● **Goal**:
Copy verbatim the lines of the data from the line containing "segment(query) segments every" up to and including the line containing "Trace the outline of every instance of the woman".

(Data items)
- - -

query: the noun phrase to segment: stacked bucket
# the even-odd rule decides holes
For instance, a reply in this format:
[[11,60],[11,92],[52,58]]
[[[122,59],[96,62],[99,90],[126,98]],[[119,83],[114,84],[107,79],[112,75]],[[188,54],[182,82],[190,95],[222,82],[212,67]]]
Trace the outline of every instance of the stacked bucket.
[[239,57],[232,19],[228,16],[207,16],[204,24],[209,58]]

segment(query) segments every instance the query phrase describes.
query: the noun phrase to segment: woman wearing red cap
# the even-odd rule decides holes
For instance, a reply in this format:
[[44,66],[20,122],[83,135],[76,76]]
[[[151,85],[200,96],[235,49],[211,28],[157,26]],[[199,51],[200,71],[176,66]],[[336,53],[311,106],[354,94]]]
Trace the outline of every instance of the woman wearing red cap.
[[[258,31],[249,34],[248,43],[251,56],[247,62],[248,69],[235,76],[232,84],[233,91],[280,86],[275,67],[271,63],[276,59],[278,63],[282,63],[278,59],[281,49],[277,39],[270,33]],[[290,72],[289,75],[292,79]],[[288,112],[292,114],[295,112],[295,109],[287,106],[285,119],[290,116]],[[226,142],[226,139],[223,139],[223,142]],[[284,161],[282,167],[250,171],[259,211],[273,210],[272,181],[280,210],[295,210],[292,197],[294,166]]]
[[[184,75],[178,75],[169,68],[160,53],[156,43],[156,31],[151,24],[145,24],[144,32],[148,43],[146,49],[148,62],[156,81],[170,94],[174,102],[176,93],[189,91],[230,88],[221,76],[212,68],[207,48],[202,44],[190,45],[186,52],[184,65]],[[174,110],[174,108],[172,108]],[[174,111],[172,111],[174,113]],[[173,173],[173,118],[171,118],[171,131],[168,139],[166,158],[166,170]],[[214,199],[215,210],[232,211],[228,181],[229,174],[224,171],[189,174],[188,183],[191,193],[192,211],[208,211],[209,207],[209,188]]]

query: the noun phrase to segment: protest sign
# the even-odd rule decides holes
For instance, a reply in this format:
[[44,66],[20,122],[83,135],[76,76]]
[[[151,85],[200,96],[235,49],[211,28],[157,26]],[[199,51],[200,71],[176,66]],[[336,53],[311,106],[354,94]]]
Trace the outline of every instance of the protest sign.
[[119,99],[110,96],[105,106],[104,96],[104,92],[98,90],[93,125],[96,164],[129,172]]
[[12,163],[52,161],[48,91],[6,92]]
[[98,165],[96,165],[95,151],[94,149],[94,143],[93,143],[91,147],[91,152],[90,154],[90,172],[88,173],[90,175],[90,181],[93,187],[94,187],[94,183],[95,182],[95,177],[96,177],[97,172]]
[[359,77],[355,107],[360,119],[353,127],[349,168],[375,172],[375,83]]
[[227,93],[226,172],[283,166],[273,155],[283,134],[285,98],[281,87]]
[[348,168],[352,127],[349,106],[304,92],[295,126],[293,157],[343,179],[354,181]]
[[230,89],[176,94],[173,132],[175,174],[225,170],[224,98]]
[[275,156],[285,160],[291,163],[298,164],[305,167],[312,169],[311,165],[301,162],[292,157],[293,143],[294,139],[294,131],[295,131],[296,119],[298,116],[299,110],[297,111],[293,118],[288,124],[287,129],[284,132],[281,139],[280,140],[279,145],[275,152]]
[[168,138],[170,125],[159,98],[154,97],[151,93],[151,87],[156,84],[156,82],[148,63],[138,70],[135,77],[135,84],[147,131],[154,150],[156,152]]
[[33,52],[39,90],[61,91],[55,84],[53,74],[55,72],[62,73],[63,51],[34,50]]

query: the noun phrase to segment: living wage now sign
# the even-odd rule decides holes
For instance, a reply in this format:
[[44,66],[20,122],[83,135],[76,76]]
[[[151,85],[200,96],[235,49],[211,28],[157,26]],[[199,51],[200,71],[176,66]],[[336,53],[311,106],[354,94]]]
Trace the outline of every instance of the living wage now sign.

- - -

● **Exercise result**:
segment(query) segments every instance the query phrase describes.
query: the noun phrase to segment: woman wearing red cap
# the even-odd rule decides holes
For instance, a reply in this format:
[[44,66],[20,122],[83,135],[76,76]]
[[[151,85],[200,96],[235,49],[211,28],[157,26]],[[199,51],[200,71],[176,66]],[[336,53],[311,106],[354,94]]]
Trace the outline of every instance of the woman wearing red cap.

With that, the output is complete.